* [The exercise]: Transcribe the material in full. Nothing should differ except that the pictures are left out.

'''

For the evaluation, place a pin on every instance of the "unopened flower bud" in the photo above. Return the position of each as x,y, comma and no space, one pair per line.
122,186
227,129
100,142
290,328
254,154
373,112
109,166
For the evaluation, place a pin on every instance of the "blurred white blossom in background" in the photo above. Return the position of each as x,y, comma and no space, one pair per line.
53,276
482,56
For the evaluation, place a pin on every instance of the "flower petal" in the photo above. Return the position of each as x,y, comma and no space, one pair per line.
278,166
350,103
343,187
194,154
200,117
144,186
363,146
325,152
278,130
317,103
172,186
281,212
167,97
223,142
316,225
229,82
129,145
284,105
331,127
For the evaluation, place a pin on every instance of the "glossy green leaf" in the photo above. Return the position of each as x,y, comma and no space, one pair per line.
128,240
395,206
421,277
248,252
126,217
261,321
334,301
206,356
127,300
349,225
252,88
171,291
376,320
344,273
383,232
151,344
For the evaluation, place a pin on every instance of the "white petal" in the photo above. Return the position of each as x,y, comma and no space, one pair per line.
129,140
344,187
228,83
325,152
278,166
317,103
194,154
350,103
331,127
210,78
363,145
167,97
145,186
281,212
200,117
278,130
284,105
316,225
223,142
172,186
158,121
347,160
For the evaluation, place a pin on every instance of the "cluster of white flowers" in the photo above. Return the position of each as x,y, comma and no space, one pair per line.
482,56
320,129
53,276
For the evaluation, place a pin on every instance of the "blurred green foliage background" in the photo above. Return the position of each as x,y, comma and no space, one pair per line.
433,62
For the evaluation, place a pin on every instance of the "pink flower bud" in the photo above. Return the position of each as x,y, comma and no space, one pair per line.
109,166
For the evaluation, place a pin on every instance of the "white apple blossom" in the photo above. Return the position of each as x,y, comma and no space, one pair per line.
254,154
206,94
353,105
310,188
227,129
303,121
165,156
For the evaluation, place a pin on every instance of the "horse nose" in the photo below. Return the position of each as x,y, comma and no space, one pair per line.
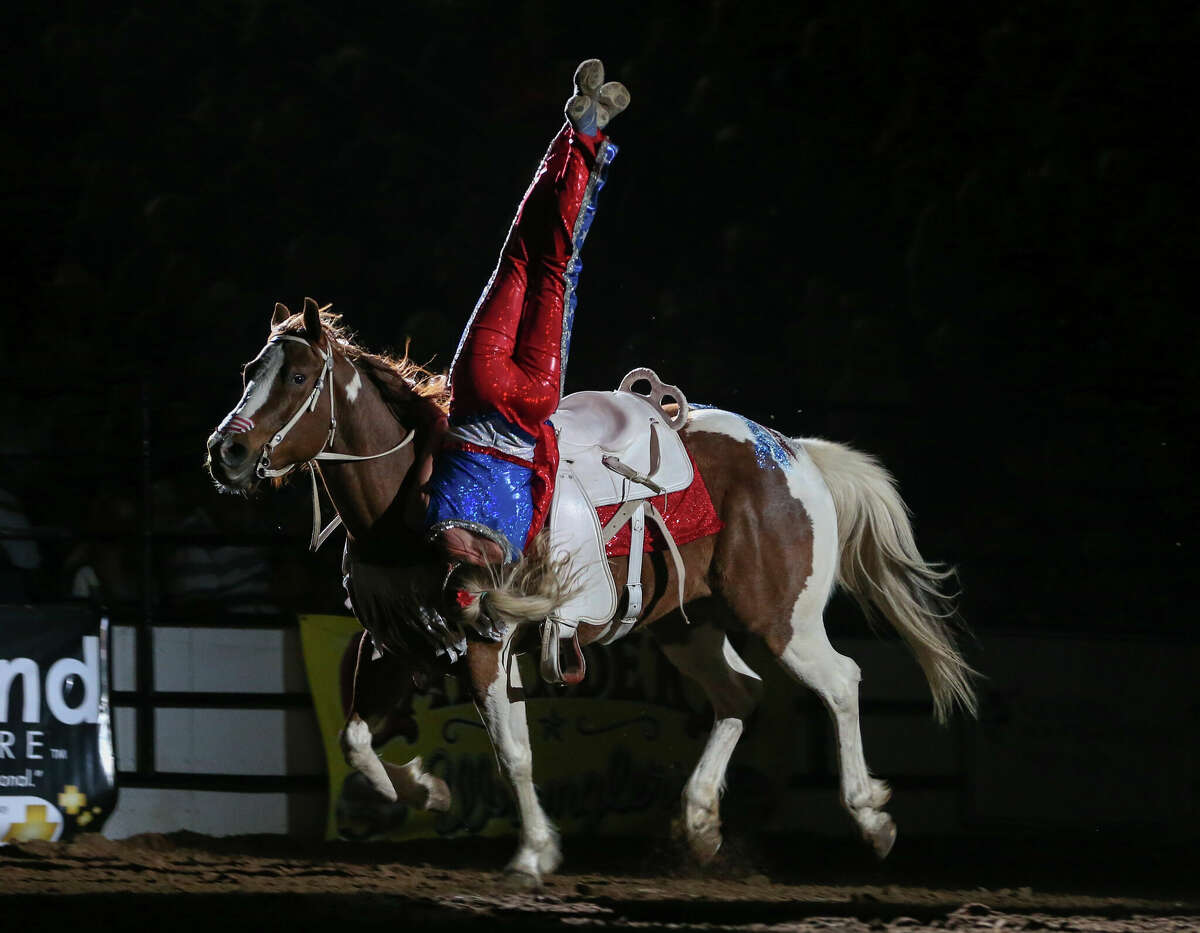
233,453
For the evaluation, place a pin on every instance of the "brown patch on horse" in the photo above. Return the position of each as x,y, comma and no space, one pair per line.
757,565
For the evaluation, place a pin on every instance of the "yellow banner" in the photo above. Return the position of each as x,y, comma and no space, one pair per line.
611,756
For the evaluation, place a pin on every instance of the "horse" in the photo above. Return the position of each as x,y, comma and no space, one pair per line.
801,517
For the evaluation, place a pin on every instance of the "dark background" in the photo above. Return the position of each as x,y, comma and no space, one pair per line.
952,236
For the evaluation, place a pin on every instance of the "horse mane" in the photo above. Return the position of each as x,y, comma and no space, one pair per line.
403,383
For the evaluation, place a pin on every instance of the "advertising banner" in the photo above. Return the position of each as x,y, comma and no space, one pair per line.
58,771
611,756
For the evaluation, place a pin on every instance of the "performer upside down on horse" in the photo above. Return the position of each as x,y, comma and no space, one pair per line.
491,476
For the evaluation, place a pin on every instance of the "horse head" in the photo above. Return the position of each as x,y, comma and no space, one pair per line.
283,417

'''

* [Exercise solution]:
For the evaluation, place a pin on every instance of the "unopened flower bud" in the photo above. Return the position of each as x,y, comma and no space, one pair per line.
122,186
227,129
100,142
290,328
254,154
373,112
109,166
For the evaluation, place a pin on every instance of the "blurred white blossom in background" in the photo above. Return the position of each as x,y, comma and no space, one pair per line.
53,276
482,56
For the evaluation, place a pin on every instance of the "flower petal" in the photo above. Return the position of each as x,y, comma and no space, one pair per line.
278,166
350,103
343,187
194,154
200,117
144,186
363,146
325,152
278,130
317,103
172,186
281,212
167,97
223,142
316,225
229,82
129,145
284,105
331,127
For the evaluation, place a pin on every instance of the "glossy green leaf" in the photo above. Return the position of each as x,y, comma and no space, one pair per line.
128,240
395,206
421,277
248,252
126,217
261,321
334,301
206,356
127,300
349,225
252,88
171,291
376,320
344,273
383,232
151,344
For the evaluation, place a pin on every instance of the "white petal" in the photo above. Return the position of each as x,y, comma and no space, one pair per line.
129,140
344,187
228,83
325,152
278,166
317,103
194,154
350,103
331,127
210,78
363,145
167,97
145,186
281,212
200,117
278,130
284,105
316,225
223,142
172,186
158,121
347,160
For the evaluation, place a pin on every instance of the "cluster of white flowers" in the photo above. Return the position of each as x,y, comma and no space, one pair per line.
482,56
320,129
53,276
For the evaluation, place a pin on every instance of the "blurred green foliage background" in the photo above. Return the position of each as x,y, comma and no space, one pair per line.
433,62
For the evaluation, place a pin on every instance of the "pink flower bud" in the photo above. Return the position of each as x,y, comma and no space, one pair per line.
109,166
For the evaluation, place a pin on every instance of the "white apple blossom" in the photo above. Return the position of each as x,y, comma and no space, one pair per line.
254,154
206,94
353,105
310,188
227,129
303,121
165,156
For the evaluation, place a pin on every instance of the "horse nose" in the photo below. Return the position of each as x,y, comma and no space, one pair per line.
233,453
For the evaluation, place a pin on every instance of the "brown patch on horse" in the photo above. Return the position of each as x,y, comma and no space, one pair per line.
757,565
For the evaluation, place a pin on every instance of the "yellow banner" in the photo above. Return the position of each as x,y, comma and no space, one pair per line.
611,756
For the evaluation, place a pin on every instance of the "horse" in the photo above. Return the position of each as x,y, comma and no space, one pair per line.
801,517
For the evaluation, place a pin on every instance of the "dark background" in the photo above. Return the position of each as x,y, comma and no space, one pair per line.
952,236
For the evaluation, place a pin on every instance of the "horse mane" in the photo above. Return the position of each as x,y, comma and no space, one pair per line.
403,383
For the evaluation, place a pin on every instance of the "advertising banner" in the photo above. Return the position of each as x,y, comma and no space, one pair per line.
58,771
611,756
For the evaluation, place a pin on every instance of the "performer upside down on horse" in the photo above. Return the position of each as x,y, comma and no space, one pair per line.
491,476
For the evaluation, place a pin on every instance of the "horse head" in the photo above. Return the position of each as x,y, comma and no space, one pair per line.
283,417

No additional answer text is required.